# [Tarefa curta]
Organize todas as linhas dos itens abaixo como uma tabela em Markdown, com as colunas "Número" e "Linha", omitindo as linhas em branco. Por favor, deixe as imagens de fora da resposta.

Trecho de um conjunto de dados

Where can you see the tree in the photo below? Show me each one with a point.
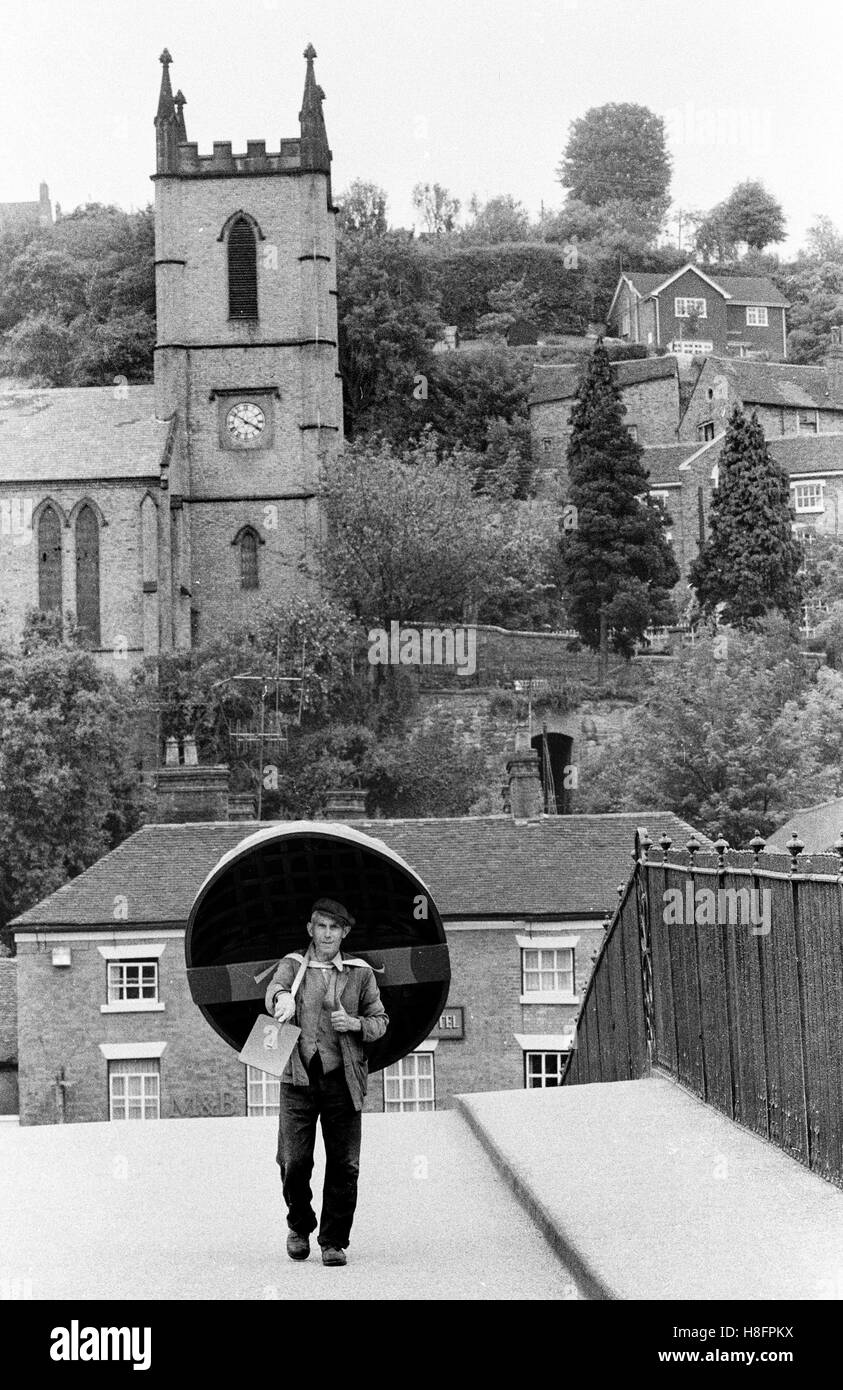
(388, 319)
(500, 220)
(616, 565)
(618, 153)
(724, 738)
(362, 210)
(437, 207)
(753, 216)
(68, 783)
(508, 303)
(411, 540)
(750, 560)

# [Resultado correto]
| Número | Linha |
|---|---|
| 1 | Where can you see the tree in the photo below? Show me each one with a point. |
| 2 | (388, 319) |
| 3 | (500, 220) |
| 4 | (616, 565) |
| 5 | (618, 153) |
| 6 | (724, 738) |
| 7 | (362, 210) |
| 8 | (437, 207) |
| 9 | (753, 216) |
| 10 | (68, 783) |
| 11 | (508, 303) |
| 12 | (411, 540) |
| 13 | (750, 560) |